[Start]
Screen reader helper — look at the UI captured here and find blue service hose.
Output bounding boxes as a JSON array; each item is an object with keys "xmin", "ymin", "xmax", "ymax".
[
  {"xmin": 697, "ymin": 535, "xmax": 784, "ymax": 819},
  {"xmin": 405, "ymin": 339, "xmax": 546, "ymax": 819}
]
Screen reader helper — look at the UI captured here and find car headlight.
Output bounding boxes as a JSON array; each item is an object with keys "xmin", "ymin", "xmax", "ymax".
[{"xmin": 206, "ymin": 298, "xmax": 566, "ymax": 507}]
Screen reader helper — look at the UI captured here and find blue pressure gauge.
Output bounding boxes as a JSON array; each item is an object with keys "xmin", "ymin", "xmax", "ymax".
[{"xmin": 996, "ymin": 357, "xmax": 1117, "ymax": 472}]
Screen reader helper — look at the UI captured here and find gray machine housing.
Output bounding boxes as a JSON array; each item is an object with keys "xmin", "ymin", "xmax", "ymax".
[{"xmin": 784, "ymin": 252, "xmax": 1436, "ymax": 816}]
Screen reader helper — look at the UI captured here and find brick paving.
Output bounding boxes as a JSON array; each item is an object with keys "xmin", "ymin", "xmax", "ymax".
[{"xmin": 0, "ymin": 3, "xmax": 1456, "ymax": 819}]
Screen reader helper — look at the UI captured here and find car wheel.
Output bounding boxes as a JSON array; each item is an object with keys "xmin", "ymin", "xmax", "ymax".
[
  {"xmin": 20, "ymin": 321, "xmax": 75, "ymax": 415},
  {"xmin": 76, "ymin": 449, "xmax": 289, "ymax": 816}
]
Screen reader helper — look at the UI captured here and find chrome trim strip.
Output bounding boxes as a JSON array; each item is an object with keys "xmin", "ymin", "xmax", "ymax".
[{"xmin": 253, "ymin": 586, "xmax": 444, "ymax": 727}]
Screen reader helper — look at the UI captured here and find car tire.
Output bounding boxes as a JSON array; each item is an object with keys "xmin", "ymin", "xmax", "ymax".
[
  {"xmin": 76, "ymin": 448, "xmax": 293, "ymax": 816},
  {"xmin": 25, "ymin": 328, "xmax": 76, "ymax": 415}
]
[End]
▸ **Direction**:
Reproduce verbatim the rows from the line holding "find car tire." through the last line of the rows, both ends included.

▸ **Expected answer**:
Screen reader helper — look at the UI captured here and find car tire.
Output bounding boxes as a JSON array; each item is an object with keys "xmin", "ymin", "xmax", "ymax".
[
  {"xmin": 76, "ymin": 448, "xmax": 293, "ymax": 816},
  {"xmin": 25, "ymin": 328, "xmax": 76, "ymax": 415}
]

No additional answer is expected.